┏━━

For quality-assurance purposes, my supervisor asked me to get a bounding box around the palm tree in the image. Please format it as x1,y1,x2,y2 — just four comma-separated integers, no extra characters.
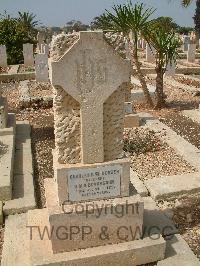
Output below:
97,2,154,107
147,27,179,109
18,12,39,34
181,0,200,39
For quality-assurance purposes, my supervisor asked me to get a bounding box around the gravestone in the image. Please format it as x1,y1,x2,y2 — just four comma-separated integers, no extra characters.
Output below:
19,32,165,266
125,39,131,60
146,44,155,63
23,43,34,66
142,39,146,50
50,32,142,252
187,42,196,63
37,31,45,53
0,45,8,67
35,54,49,82
165,61,176,77
0,87,8,129
42,44,49,57
183,36,190,52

┗━━

» WHAT YOU WILL DO
Rewrite the lines above, substituting "team lead" for every occurrence of "supervisor" and leaving all other text unchanged. Omit the pictures from your answer.

» THE REPLY
For quality-assurance purposes, my team lead asked me to get a bounding box around the palm tree in the image. Please format it as x1,y1,x2,y2 — just four comma-separated integers, no extra characters.
Output below:
97,2,154,107
147,27,179,109
18,12,39,34
181,0,200,39
For quality-assurance purposes, my team lead asked me to get a bounding box around the gravestone in the image. Please format it as x1,y1,x2,y2 — just four comma-separated integers, no extra characters.
Output below:
19,32,165,266
125,39,131,60
146,44,155,63
23,43,34,66
142,39,146,50
50,32,142,252
187,42,196,63
37,31,45,53
0,45,8,67
35,54,49,82
165,61,176,77
0,87,8,129
42,44,49,57
183,36,190,52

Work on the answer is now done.